## Task 1. Prepare the training data

The initial Vertex AI dashboard illustrates the major stages to train and deploy a ML model: prepare the training data, train the model, and get predictions. Later, the dashboard displays your recent activities, such as the recent datasets, models, predictions, endpoints, and notebook instances.

Create a dataset
1. In the Google Cloud console, on the Navigation menu, click Vertex AI > Datasets.
2. Click Create dataset.
3. Give dataset a name LoanRisk.
4. For the data type and objective, click Tabular, and then select Regression/classification.
5. Click Create.

Upload data
There are three options to import data in Vertex AI:

1. Upload a local file from your computer.
2. Select files from Cloud Storage.
3. Select data from BigQuery.
For convenience, the dataset is already uploaded to Cloud Storage.

For the data source, select Select CSV files from Cloud Storage.
For Import file path, enter: spls/cbl455/loan_risk.csv

Click Continue.

Note: You can also configure this page by clicking Datasets on the left menu and then selecting the dataset name on the Datasets page.

Generate statistics
1. To see the descriptive statistics for each column of your dataset, click Generate statistics .
2. Generating the statistics might take a few minutes, especially the first time.
When the statistics are ready, click each column name to display analytical charts.



## Task 2. Train your model


With a dataset uploaded, you're ready to train a model to predict whether a customer will repay the loan.

Click Train new model and select Other .
Training method
1. The dataset is already named LoanRisk.
2. For Objective, select Classification.
You select classification instead of regression because you are predicting a distinct number (whether a customer will repay a loan: 0 for repay, 1 for default/not repay) instead of a continuous number.
3. Click Continue.

   
Model details

Specify the name of the model and the target column.

1. Give the model a name, such as LoanRisk.
2. For Target column, select Default .
(Optional) Explore Advanced options to determine how to assign the training vs. testing data and specify the encryption.
3. Click Continue.
4. For Add features, click Continue.
5. Training options
6. Specify which columns you want to include in the training model. For example, ClientID might be irrelevant to predict loan risk.

Training Options
1. Click the minus sign on the ClientID row to exclude it from the training model.
2. (Optional) Explore Advanced options to select different optimization objectives.
For more information about optimization objectives for tabular AutoML models, refer to the Optimization Objectives for tabular AutoML Models guide.
3. Click Continue.

   
Compute and pricing
1. For Budget, which represents the number of node hours for training, enter 1.
Training your AutoML model for 1 compute hour is typically a good start for understanding whether there is a relationship between the features and label you've selected. From there, you can modify your features and train for more time to improve model performance.
2. Leave early stopping Enabled.
3. Click Start training.

Prompt A
Condense the paragraph of the Vertex AI tutorial that begins "The initial Vertex AI dashboard" into a short bulleted list that keeps its main facts.
Prompt B
Extract every line of the records that contains the string "black". Case counts.
The Vertex AI tutorial and the records come from unrelated sources.

Dataset records
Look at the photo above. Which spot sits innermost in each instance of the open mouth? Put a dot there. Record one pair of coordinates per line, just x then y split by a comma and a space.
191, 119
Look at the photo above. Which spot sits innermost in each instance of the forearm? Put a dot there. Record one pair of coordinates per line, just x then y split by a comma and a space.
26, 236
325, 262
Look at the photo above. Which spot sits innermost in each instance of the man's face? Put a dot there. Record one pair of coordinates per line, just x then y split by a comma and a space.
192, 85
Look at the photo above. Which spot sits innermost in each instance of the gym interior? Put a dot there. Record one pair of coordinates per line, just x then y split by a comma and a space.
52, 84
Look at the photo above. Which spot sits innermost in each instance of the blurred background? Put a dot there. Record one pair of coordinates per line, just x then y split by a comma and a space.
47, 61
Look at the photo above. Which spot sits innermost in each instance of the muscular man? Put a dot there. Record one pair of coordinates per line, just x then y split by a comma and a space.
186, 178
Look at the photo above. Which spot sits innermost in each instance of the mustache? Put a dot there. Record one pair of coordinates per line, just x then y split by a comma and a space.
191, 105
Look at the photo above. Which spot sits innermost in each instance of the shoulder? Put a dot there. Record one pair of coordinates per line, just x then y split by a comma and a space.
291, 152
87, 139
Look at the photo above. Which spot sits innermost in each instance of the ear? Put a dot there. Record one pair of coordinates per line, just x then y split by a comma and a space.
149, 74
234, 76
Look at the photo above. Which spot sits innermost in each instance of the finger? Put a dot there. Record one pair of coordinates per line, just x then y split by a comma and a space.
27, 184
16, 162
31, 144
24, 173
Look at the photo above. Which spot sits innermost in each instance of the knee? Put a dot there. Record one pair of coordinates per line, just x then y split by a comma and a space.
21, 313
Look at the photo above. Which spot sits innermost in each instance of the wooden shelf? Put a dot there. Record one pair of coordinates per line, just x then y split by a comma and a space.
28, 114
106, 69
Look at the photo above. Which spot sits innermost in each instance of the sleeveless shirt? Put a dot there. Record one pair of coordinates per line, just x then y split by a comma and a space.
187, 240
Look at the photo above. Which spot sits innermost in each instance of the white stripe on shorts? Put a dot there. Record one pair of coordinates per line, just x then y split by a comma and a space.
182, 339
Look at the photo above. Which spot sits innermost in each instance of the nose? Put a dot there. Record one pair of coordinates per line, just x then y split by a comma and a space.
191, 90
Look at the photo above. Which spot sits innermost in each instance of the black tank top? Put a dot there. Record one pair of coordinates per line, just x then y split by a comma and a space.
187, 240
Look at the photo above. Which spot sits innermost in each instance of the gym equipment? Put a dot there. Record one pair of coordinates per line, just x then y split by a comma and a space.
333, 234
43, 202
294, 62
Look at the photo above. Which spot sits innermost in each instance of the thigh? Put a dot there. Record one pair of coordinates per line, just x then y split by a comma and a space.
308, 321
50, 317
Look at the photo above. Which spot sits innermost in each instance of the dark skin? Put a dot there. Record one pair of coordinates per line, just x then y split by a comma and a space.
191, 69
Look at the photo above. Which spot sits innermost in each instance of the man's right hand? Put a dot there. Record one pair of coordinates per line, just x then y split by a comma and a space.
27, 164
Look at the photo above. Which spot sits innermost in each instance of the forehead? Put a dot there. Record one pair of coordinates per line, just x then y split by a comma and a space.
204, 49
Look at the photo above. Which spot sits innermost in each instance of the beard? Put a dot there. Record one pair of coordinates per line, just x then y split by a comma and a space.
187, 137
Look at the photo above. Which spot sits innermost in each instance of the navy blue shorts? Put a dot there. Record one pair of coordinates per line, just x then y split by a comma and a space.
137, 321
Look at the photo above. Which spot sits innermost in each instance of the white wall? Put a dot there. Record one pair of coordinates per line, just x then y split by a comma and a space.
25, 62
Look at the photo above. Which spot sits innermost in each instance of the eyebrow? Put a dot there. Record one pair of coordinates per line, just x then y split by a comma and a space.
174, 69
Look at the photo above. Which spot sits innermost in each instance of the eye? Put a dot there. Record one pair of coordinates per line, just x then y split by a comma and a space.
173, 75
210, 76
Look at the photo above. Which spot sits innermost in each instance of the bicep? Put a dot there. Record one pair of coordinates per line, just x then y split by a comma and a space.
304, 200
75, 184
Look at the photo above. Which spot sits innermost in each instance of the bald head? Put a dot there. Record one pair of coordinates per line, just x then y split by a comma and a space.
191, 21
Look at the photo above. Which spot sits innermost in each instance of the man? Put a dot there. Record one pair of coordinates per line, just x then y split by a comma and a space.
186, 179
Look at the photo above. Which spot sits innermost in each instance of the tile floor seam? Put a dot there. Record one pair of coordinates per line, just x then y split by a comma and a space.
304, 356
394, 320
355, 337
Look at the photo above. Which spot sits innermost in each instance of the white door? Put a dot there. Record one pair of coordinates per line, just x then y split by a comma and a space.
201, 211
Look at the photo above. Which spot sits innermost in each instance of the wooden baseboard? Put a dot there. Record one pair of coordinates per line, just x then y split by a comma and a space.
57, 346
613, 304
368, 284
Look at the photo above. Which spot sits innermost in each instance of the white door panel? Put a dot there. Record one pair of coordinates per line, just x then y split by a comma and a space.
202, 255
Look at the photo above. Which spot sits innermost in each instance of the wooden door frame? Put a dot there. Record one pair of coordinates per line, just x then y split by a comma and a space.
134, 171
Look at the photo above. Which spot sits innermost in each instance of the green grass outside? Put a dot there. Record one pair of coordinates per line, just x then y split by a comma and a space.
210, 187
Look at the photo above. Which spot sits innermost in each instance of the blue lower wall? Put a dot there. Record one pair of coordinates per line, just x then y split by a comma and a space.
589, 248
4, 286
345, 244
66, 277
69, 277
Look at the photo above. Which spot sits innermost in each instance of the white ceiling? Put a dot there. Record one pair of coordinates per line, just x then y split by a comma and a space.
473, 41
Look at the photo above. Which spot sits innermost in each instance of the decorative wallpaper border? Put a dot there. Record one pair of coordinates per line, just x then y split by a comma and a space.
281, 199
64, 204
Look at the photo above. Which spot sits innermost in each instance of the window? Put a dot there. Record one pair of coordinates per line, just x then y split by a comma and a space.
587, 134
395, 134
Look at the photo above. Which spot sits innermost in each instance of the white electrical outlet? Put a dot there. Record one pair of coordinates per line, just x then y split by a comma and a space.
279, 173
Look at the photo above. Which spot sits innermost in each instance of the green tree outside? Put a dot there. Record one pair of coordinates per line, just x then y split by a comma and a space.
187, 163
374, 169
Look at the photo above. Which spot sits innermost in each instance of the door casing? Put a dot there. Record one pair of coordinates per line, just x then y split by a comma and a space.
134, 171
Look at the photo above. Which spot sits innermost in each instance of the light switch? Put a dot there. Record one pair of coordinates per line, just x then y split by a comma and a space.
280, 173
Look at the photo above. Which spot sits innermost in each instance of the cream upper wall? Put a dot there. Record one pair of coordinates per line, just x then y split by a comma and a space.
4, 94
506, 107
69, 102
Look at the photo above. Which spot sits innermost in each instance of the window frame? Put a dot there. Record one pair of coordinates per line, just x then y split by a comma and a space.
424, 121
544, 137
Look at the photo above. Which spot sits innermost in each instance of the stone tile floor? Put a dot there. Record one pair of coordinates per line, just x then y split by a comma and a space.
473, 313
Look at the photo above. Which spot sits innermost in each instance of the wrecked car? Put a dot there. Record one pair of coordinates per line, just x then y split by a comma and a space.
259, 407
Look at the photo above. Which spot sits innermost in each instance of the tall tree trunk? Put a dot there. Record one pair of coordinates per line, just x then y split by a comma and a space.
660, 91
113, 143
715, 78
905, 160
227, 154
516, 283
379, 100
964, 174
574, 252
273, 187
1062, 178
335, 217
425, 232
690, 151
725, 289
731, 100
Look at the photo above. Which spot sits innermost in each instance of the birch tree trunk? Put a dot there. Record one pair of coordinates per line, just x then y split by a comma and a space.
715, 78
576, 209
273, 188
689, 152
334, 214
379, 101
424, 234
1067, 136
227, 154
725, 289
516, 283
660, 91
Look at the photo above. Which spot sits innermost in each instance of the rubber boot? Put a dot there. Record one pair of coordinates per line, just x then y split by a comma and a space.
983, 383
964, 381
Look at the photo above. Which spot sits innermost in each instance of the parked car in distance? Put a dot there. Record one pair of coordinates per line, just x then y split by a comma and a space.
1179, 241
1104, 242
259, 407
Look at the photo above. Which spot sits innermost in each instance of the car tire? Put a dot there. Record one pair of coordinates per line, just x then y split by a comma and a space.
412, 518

Written response A
- At first, the Vertex AI dashboard shows the major stages of training and deploying an ML model: preparing the training data, training the model, and getting predictions.
- Later, it shows your recent activities, such as recent datasets, models, predictions, endpoints, and notebook instances.

Written response B
Look at the photo above. Which spot sits innermost in each instance of the black tank top? Put a dot there. Record one pair of coordinates per line, just x then y split by a comma and a space.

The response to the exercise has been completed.